**Problem to work on:**
Rewrite the stretch from the line containing "target: eye" through the end of the items, switching "even-odd rule" to "nonzero winding rule" and leaving everything else unchanged.

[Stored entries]
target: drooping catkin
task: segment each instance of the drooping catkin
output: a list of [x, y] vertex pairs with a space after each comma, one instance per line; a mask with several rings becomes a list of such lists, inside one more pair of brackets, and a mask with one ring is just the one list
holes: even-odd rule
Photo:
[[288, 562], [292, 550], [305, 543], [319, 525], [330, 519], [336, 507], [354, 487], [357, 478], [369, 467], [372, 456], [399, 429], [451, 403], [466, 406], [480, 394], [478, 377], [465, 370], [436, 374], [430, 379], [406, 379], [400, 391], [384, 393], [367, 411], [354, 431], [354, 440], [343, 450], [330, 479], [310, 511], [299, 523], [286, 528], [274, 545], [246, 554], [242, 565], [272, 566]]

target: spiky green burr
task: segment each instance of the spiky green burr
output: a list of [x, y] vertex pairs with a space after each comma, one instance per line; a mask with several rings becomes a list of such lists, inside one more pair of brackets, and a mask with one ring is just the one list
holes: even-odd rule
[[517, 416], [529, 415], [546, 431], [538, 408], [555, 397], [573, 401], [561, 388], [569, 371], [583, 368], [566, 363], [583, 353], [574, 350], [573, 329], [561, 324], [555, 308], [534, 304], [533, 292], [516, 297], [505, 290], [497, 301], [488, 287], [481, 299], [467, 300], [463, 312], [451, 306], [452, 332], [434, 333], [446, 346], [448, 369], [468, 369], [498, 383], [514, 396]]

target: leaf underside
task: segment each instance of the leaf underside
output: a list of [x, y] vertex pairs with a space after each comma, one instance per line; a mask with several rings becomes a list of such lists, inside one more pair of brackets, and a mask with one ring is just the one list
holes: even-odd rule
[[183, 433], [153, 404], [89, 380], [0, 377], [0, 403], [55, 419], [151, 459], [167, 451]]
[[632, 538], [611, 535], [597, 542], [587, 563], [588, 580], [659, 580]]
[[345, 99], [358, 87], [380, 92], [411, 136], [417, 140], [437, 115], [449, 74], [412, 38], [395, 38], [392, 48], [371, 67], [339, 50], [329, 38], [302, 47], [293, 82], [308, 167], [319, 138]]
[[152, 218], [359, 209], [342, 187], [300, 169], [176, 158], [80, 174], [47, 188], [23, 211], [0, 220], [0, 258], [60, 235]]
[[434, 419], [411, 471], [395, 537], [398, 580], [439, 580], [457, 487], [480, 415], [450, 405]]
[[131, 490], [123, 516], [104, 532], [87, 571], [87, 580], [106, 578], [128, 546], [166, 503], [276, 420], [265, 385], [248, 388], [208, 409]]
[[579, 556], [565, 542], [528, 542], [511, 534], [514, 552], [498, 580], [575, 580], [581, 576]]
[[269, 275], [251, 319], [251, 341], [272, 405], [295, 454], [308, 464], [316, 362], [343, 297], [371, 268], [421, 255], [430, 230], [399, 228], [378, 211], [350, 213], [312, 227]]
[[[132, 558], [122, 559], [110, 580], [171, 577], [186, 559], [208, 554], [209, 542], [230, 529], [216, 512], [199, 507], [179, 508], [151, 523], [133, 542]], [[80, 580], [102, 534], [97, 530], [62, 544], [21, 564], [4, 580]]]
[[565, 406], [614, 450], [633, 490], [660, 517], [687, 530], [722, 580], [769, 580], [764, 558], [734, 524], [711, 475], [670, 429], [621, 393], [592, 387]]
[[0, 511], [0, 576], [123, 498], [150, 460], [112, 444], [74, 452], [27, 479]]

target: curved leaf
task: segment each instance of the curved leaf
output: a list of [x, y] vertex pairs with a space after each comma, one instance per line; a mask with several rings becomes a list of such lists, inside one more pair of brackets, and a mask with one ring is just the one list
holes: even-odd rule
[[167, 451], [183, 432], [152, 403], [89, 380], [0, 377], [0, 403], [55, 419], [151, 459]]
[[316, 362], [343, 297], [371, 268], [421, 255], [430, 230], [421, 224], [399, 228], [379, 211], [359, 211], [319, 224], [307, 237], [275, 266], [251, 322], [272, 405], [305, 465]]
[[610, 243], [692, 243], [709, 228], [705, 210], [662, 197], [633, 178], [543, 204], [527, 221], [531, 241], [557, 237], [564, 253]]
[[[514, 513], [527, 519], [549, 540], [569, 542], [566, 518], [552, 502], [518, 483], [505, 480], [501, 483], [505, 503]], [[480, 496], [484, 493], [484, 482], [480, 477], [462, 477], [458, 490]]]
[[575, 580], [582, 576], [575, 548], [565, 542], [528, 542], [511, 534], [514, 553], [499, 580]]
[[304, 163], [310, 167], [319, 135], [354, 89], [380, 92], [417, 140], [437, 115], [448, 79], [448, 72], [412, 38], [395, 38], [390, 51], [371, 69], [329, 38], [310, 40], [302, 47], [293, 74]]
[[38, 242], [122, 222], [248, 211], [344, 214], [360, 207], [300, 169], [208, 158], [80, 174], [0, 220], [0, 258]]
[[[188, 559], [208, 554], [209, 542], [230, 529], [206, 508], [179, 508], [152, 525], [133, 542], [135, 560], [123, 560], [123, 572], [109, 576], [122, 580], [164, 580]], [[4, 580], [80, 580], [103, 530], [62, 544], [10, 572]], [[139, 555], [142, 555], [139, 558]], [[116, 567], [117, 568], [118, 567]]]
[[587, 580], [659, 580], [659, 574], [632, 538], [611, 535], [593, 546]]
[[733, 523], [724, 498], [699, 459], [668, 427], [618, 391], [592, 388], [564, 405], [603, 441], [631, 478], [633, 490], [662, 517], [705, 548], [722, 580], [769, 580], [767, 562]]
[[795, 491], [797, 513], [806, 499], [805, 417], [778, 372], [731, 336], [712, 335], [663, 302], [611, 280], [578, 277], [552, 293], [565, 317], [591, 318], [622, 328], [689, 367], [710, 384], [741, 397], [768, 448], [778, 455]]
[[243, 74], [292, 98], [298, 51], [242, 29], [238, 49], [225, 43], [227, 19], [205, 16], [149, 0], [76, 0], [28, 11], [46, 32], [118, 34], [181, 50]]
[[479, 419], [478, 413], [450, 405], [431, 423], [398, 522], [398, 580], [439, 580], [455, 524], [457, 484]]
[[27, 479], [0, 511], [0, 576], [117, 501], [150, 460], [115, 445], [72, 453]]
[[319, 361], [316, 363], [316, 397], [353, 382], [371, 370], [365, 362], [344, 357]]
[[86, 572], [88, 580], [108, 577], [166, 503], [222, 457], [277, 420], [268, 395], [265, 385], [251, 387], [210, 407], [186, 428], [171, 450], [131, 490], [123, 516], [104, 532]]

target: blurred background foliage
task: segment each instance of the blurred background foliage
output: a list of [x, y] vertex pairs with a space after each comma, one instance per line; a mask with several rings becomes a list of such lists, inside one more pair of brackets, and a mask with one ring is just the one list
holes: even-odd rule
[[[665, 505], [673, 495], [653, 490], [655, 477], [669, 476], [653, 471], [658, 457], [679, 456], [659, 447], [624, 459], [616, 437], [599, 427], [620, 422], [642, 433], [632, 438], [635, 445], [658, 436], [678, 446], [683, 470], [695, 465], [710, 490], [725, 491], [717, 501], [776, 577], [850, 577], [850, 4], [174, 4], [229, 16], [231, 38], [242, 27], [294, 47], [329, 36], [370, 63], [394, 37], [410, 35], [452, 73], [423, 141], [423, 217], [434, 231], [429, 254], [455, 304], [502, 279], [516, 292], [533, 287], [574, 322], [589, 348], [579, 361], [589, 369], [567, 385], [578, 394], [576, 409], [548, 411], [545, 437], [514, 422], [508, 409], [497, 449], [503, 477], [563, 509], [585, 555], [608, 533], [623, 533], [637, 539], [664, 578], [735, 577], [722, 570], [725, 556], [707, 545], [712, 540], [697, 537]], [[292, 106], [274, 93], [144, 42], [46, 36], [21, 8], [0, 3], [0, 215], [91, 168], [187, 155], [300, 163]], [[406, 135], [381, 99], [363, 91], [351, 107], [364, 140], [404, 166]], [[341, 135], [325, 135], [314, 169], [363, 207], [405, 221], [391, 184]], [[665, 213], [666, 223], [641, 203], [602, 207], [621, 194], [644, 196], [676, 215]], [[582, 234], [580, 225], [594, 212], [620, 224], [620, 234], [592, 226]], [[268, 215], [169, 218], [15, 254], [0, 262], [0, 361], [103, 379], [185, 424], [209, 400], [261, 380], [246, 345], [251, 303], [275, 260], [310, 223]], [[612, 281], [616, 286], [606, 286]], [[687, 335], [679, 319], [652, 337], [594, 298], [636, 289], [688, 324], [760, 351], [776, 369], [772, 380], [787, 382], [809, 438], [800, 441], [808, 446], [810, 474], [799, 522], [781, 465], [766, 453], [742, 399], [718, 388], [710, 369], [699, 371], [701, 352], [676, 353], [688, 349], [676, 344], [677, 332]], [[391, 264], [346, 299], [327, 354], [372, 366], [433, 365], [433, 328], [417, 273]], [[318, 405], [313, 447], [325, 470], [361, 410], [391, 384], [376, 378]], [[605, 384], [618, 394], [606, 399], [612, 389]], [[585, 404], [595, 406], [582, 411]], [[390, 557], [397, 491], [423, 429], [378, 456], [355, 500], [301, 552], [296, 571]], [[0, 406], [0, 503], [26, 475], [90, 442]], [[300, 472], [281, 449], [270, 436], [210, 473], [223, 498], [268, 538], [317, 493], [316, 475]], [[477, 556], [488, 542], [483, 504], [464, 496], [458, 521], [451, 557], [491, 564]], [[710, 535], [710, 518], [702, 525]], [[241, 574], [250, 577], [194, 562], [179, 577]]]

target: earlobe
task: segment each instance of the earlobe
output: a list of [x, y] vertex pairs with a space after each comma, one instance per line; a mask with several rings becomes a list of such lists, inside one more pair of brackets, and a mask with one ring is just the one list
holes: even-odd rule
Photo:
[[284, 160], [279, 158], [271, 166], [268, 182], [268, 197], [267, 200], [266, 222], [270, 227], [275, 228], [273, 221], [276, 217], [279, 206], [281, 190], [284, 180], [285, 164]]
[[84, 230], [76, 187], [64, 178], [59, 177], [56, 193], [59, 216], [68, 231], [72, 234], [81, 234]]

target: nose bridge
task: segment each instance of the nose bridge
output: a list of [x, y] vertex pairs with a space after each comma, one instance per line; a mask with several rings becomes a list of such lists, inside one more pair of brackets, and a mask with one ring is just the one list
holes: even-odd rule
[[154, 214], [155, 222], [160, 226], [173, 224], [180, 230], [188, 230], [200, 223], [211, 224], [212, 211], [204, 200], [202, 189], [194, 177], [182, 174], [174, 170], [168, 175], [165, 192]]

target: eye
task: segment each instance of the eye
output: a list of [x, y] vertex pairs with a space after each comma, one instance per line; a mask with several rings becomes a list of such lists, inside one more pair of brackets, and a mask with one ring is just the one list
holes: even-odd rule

**Exercise response:**
target: eye
task: segment each instance of the eye
output: a list of [x, y] vertex pairs with a space after each comma, one instance per line; a mask with several rings becomes a list of such lists, inside one more pair of brackets, and a mask with one ring is just the one list
holes: nonzero winding rule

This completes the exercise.